Salin seluruh teks tentang distribusi susu dalam program MBG di bawah ini tanpa mengubah satu kata atau tanda baca pun.
::: TEKS YANG DIBERIKAN
Fajarbanten.co.id – Program Susu Sekolah MBG sudah berjalan hampir setahun. Dengan segala tantangan dan dinamikanya, hal yang paling menjadi sorotan utama adalah persoalan logistik dan distribusi.
Hal ini menjadi penyebab beberapa masalah, termasuk susu yang rentan terhadap tumbuhnya mikroba sehingga terjadi isu keracunan makanan di program MBG.
Distribusi susu di Indonesia dalam mendukung program Makan Bergizi Gratis (MBG), yang sebelumnya dikenal sebagai program makan siang gratis dan susu gratis, menghadapi berbagai tantangan signifikan, terutama terkait sifat susu sebagai produk yang mudah rusak pada kondisi geografis Indonesia yang tropis ini.
::::::
::: DATA TERCATAT
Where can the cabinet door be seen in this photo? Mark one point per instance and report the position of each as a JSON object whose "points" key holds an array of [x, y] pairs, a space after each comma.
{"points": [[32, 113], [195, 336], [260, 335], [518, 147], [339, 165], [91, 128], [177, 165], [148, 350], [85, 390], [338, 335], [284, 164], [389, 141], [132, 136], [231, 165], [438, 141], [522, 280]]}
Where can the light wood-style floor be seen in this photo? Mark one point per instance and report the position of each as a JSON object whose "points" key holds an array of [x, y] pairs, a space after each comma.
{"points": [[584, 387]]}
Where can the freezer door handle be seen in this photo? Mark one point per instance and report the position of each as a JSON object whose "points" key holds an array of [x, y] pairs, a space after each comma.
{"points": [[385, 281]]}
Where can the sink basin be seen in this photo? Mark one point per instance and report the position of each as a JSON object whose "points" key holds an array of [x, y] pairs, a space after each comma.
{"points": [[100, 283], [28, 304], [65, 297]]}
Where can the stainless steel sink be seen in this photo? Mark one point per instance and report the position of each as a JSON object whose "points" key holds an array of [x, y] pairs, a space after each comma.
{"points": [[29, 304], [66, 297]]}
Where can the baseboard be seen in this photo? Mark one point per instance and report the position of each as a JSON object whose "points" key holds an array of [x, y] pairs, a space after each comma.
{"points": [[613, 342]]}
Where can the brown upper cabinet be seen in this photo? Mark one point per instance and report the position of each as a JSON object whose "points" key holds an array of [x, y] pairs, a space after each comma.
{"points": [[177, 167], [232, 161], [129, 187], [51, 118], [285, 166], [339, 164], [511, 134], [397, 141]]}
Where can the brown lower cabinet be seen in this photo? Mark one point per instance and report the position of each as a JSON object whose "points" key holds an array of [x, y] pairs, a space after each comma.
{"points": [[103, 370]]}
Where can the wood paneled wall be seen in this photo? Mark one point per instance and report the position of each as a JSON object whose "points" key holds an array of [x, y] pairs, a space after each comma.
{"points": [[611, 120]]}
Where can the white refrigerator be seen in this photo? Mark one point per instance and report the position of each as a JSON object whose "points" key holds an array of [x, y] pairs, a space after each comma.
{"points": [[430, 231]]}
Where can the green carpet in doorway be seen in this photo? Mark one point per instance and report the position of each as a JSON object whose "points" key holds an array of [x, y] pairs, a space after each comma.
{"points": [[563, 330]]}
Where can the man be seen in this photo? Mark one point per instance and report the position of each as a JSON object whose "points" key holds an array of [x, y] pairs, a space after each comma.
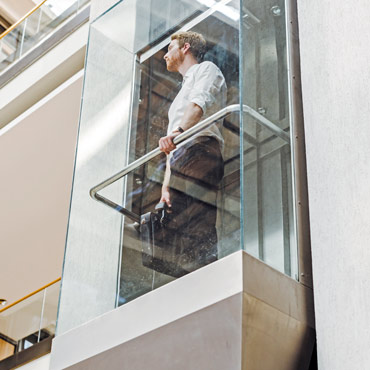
{"points": [[195, 168]]}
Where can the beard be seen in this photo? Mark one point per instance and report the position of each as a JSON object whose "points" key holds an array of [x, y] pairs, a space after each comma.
{"points": [[174, 63]]}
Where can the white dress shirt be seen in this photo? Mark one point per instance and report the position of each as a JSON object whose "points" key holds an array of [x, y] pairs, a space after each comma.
{"points": [[204, 85]]}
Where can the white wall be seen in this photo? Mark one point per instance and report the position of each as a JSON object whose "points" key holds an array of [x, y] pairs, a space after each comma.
{"points": [[334, 41], [36, 165]]}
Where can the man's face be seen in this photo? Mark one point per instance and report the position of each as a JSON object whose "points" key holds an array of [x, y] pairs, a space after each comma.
{"points": [[174, 56]]}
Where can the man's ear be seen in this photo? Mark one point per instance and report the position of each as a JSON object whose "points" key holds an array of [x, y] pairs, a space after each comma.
{"points": [[186, 47]]}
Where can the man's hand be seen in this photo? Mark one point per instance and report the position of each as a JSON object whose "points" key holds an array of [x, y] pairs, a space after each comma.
{"points": [[166, 144], [166, 197]]}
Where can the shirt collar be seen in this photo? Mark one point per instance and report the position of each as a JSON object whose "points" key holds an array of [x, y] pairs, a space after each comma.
{"points": [[189, 71]]}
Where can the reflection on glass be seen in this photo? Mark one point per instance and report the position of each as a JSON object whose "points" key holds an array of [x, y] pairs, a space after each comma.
{"points": [[200, 195], [269, 229], [128, 94], [35, 28]]}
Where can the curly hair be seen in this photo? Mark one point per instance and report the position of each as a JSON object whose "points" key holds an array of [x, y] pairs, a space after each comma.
{"points": [[196, 41]]}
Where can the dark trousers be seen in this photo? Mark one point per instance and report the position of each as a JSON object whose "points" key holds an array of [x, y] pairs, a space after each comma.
{"points": [[196, 171]]}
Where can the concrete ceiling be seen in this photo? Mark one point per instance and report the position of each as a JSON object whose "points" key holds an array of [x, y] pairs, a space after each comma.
{"points": [[13, 10]]}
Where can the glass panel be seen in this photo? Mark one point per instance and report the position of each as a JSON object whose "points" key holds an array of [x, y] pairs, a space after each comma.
{"points": [[127, 94], [269, 229]]}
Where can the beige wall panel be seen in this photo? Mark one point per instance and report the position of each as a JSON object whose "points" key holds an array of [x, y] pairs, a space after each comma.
{"points": [[36, 165]]}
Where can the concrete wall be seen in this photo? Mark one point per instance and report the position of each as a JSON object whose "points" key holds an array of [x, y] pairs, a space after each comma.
{"points": [[99, 7], [336, 83]]}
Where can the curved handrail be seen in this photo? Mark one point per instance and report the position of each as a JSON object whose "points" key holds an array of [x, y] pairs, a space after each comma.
::::::
PENYELESAIAN SOAL:
Fajarbanten.co.id – Program Susu Sekolah MBG sudah berjalan hampir setahun. Dengan segala tantangan dan dinamikanya, hal yang paling menjadi sorotan utama adalah persoalan logistik dan distribusi.
Hal ini menjadi penyebab beberapa masalah, termasuk susu yang rentan terhadap tumbuhnya mikroba sehingga terjadi isu keracunan makanan di program MBG.
Distribusi susu di Indonesia dalam mendukung program Makan Bergizi Gratis (MBG), yang sebelumnya dikenal sebagai program makan siang gratis dan susu gratis, menghadapi berbagai tantangan signifikan, terutama terkait sifat susu sebagai produk yang mudah rusak pada kondisi geografis Indonesia yang tropis ini.